### Aim
Copy out the lines between the one holding "Our labeler tagged front" and the one holding "[[325, 233, 358, 243], [456, 232, 489, 240]]", inclusive, in full, shifting every answer coordinate up by 74 and leaving all other text unchanged.

----------

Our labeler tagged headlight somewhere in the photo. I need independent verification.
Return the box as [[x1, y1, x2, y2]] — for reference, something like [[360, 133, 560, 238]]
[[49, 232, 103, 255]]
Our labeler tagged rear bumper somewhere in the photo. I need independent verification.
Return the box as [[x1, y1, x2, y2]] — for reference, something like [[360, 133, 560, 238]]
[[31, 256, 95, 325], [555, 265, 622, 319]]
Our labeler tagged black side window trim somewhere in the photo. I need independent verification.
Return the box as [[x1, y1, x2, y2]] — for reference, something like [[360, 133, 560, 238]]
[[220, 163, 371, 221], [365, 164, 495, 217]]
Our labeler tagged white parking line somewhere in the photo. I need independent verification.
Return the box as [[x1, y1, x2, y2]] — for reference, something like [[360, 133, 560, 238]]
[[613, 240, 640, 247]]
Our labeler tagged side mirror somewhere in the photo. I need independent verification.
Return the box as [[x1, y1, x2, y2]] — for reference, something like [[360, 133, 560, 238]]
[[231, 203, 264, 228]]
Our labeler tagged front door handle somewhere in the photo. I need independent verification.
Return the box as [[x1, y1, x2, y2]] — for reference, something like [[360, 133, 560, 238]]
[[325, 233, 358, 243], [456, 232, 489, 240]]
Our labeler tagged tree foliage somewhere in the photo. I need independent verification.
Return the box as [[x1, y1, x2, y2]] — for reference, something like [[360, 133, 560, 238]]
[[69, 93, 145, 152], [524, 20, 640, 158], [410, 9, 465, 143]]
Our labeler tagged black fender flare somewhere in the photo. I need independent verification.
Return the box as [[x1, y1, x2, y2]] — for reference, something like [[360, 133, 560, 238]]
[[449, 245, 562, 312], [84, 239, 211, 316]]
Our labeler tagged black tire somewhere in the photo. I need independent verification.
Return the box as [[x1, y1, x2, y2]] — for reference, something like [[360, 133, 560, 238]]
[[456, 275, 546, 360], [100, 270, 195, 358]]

----------

### Result of the exercise
Our labeler tagged front door handle somewhere in the photo. I need independent verification.
Return the box as [[x1, y1, x2, y2]] — for reference, something like [[360, 133, 560, 238]]
[[399, 307, 432, 317], [530, 306, 563, 314]]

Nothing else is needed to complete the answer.